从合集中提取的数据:
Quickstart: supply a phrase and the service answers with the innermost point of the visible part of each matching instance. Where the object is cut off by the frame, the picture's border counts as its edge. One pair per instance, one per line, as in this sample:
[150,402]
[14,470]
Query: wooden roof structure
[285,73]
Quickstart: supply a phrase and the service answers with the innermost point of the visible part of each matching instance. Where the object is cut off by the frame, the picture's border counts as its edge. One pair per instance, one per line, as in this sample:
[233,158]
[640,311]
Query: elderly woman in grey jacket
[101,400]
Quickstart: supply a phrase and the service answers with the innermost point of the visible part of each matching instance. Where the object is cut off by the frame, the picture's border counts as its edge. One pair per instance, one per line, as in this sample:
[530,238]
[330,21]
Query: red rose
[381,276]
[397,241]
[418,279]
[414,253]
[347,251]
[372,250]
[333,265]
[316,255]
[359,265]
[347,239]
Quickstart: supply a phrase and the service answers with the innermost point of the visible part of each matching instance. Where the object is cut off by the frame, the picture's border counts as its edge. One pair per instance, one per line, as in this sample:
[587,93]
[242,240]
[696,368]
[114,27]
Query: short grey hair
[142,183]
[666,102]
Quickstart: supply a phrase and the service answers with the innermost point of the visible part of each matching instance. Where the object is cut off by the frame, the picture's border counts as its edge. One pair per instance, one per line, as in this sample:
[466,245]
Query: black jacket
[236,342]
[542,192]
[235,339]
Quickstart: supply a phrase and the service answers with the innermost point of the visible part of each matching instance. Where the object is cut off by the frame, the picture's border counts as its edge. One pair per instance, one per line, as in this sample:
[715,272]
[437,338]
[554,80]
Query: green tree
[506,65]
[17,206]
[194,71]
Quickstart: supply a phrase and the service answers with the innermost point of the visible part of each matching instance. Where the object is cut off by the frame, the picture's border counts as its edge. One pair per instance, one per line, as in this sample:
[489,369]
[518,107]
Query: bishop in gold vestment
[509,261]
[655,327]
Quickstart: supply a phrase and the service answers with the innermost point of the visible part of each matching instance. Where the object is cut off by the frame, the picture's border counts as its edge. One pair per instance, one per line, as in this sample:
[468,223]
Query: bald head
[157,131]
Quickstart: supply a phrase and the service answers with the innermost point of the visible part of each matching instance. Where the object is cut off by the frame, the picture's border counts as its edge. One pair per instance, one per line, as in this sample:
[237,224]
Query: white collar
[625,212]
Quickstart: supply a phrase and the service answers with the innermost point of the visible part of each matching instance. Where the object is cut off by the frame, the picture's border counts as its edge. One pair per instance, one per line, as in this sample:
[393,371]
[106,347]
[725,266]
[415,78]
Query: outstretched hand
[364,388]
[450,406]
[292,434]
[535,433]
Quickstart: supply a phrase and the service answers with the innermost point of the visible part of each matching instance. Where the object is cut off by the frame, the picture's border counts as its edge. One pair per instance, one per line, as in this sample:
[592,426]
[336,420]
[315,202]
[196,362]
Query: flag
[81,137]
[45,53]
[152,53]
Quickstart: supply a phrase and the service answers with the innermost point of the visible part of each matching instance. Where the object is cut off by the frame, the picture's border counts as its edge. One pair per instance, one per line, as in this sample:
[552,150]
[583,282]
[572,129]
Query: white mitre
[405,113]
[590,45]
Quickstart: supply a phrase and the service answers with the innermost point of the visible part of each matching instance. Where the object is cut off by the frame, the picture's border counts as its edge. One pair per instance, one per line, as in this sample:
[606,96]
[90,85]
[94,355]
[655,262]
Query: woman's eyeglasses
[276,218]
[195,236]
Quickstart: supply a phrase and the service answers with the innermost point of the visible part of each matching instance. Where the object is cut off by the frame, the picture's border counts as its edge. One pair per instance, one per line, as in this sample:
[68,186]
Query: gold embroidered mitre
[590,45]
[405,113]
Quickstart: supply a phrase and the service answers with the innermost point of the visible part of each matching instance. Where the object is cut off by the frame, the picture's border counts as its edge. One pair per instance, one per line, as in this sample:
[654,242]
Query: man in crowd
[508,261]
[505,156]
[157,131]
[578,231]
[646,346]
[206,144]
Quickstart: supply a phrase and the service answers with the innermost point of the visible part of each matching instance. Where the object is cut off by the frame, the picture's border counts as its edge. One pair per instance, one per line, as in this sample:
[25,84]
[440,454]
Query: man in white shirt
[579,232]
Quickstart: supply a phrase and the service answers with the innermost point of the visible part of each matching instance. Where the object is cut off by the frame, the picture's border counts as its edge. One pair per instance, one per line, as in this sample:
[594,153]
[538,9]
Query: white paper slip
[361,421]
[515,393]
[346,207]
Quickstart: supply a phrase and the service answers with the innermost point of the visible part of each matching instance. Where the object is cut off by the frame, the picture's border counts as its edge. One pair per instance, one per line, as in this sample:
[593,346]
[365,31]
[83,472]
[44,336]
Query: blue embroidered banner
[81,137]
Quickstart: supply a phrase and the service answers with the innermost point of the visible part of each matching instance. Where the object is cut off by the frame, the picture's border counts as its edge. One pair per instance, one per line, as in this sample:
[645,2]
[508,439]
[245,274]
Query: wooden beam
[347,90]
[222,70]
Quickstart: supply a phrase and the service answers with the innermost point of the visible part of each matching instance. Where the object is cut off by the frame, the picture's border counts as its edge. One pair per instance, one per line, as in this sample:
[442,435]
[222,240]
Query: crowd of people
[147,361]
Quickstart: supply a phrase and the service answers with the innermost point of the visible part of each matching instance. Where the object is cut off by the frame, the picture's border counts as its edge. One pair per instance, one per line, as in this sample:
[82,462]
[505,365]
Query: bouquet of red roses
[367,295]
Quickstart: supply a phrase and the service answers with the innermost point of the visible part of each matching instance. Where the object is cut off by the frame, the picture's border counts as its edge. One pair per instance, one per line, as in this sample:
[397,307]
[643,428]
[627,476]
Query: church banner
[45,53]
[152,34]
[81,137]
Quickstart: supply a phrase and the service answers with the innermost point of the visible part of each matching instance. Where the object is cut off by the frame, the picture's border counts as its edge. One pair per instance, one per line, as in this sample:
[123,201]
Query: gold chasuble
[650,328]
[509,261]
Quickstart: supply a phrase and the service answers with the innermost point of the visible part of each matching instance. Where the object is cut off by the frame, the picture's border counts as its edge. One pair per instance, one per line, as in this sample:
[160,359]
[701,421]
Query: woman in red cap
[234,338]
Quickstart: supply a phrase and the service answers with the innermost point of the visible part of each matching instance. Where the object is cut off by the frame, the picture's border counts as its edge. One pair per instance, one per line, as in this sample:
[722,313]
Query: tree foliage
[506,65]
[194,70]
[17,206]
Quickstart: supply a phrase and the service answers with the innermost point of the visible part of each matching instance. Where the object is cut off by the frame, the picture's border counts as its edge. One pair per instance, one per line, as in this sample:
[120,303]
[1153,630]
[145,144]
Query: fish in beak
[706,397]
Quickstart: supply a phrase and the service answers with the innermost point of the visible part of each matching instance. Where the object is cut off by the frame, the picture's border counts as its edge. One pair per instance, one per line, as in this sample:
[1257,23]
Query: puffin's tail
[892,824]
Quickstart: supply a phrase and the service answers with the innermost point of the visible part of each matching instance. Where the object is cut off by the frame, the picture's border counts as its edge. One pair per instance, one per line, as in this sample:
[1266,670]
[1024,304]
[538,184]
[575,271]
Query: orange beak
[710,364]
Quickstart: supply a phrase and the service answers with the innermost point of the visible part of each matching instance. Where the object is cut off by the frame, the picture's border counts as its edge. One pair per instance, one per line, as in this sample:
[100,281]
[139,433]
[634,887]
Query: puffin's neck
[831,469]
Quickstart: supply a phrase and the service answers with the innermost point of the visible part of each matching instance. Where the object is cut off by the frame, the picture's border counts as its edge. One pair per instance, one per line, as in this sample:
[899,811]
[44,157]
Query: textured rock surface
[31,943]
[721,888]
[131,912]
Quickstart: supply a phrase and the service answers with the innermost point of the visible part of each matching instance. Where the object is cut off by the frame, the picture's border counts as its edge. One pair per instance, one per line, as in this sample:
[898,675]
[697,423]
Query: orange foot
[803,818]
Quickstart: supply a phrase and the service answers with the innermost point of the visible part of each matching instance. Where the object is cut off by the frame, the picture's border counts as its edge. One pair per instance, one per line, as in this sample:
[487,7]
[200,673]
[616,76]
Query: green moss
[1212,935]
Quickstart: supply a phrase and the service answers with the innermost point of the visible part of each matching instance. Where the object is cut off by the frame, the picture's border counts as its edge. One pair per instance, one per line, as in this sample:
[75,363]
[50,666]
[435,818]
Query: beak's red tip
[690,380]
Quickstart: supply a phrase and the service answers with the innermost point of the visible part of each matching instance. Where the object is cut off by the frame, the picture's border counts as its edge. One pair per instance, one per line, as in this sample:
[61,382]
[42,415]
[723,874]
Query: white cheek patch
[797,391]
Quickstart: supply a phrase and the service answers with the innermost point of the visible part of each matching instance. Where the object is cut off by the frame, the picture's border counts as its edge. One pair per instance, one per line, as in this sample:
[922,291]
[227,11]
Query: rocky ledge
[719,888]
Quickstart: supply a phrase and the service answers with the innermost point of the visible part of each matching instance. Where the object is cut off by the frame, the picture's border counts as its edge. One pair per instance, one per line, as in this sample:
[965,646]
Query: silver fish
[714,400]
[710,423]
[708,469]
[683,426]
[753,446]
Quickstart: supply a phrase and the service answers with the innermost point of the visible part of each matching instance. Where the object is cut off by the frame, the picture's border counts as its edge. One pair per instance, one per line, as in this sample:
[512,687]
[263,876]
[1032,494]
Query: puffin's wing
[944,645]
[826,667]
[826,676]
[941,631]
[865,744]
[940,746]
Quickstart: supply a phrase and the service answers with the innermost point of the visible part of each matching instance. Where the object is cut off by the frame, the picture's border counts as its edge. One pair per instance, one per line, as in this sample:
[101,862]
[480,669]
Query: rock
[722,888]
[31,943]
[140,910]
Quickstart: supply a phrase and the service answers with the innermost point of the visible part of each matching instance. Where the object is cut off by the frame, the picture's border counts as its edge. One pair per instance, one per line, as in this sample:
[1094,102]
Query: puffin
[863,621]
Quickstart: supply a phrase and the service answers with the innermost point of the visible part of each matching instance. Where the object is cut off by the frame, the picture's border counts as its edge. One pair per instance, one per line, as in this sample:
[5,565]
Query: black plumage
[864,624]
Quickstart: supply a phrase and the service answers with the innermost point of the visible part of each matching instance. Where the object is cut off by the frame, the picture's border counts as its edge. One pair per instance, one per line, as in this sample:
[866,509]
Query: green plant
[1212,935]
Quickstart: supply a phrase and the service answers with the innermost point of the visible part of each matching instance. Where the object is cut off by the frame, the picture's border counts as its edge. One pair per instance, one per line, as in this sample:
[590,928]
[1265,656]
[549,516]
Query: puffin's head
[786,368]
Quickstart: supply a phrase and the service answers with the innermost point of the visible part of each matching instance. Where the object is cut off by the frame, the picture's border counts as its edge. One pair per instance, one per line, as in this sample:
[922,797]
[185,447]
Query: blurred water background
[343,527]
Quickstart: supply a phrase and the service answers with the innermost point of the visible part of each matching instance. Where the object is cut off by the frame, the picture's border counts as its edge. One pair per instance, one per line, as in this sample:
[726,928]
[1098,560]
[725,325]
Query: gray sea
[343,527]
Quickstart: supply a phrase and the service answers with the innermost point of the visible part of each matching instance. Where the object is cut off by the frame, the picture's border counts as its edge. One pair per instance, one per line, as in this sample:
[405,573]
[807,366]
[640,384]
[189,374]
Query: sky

- _任务说明_
从列表开头起，一直到含有“Query: wooden roof structure”的那一行，把这几行一字不差地照抄下来，头尾两行都算在内。

- _参考答案_
Quickstart: supply a phrase and the service answers with the innermost point of the visible part of each matching instance. Where the object is cut off by the frame, the picture's border counts as its edge. One pair per instance, one per line, as in this sample:
[150,402]
[14,470]
Query: wooden roof structure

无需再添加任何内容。